▶ What is asked
• 1. Answer these from the SmolLM2 upgrade commit:
(a) What grace period does the commit set for model loading?
(b) About how large is the SmolLM2-1.7B download, according to the Dockerfile comment?
(c) What value does the Dockerfile give NUM_THREADS?
• 2. Write the next part of the SmolLM2 upgrade commit, picking up after its last line.

▶ Source text
Upgrade to SmolLM2-1.7B and add tok/s logging

gHashTag · ona-agent · gHashTag · commit 18ebbfb5cff0 · 2026-02-02T06:10:08.000Z
- Dockerfile: Switch from SmolLM-135M to SmolLM2-1.7B for better quality
- fly.toml: Update to performance-4x (4 CPU, 8GB RAM) for larger model
- fly.toml: Increase grace_period to 180s for model loading
- http_server.zig: Add detailed tok/s logging for performance monitoring

Expected performance on Fly.io performance-4x:
- SmolLM2-1.7B: ~8-12 tok/s with 4 cores

Co-authored-by: Ona &lt;no-reply@ona.com&gt;
diff --git a/Dockerfile b/Dockerfile
@@ -39,18 +39,20 @@ COPY --from=builder /build/vibee /app/vibee
 # Create models directory
 RUN mkdir -p /app/models
 
-# Download SmolLM-135M Q8_0 (official HuggingFace model)
-# Size: ~145MB, loads in <1 second, good for demos
-RUN echo "Downloading SmolLM-135M-Instruct Q8_0..." && \
-    curl -L -o /app/models/smollm-135m-instruct-q8_0.gguf \
-    "https://huggingface.co/HuggingFaceTB/smollm-135M-instruct-v0.2-Q8_0-GGUF/resolve/main/smollm-135m-instruct-add-basics-q8_0.gguf" && \
+# Download SmolLM2-1.7B Q8_0 (better quality, larger model)
+# Size: ~1.8GB, loads in ~10-15 seconds
+# For smaller/faster option, use SmolLM2-360M or SmolLM-135M
+RUN echo "Downloading SmolLM2-1.7B-Instruct Q8_0..." && \
+    curl -L -o /app/models/smollm2-1.7b-instruct-q8_0.gguf \
+    "https://huggingface.co/bartowski/SmolLM2-1.7B-Instruct-GGUF/resolve/main/SmolLM2-1.7B-Instruct-Q8_0.gguf" && \
     ls -la /app/models/
 
 # Set environment
-ENV MODEL_PATH=/app/models/smollm-135m-instruct-q8_0.gguf
+ENV MODEL_PATH=/app/models/smollm2-1.7b-instruct-q8_0.gguf
 ENV TEMPERATURE=0.7
 ENV TOP_P=0.9
+ENV NUM_THREADS=16
 
 # Run HTTP API server
 EXPOSE 8080
-CMD ["/app/vibee", "serve", "--model", "/app/models/smollm-135m-instruct-q8_0.gguf", "--port", "8080"]
+CMD ["/app/vibee", "serve", "--model", "/app/models/smollm2-1.7b-instruct-q8_0.gguf", "--port", "8080"]
diff --git a/fly.toml b/fly.toml
@@ -11,22 +11,22 @@ primary_region = "iad"

▶ Record extracts
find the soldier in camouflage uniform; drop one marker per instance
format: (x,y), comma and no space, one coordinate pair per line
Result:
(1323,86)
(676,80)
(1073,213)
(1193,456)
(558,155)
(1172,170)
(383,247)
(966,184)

▶ Exercise responses
• 1.
(a) 180s
(b) About 1.8GB
(c) 16

• 2.
   dockerfile = "Dockerfile"
 
 [env]
-  MODEL_PATH = "/app/models/smollm-135m-instruct-q8_0.gguf"
+  MODEL_PATH = "/app/models/smollm2-1.7b-instruct-q8_0.gguf"
   TEMPERATURE = "0.7"
   TOP_P = "0.9"
-  NUM_THREADS = "16"
+  NUM_THREADS = "4"
 
-# MAXIMUM CPU: performance-16x = 16 dedicated CPU cores, 32GB RAM
-# For benchmark testing multi-threaded inference
+# SmolLM2-1.7B requires more RAM (~4GB for model + buffers)
+# performance-4x: 4 dedicated CPU cores, 8GB RAM
 [[vm]]
-  size = "performance-16x"
-  memory = "32gb"
-  cpus = 16
+  size = "performance-4x"
+  memory = "8gb"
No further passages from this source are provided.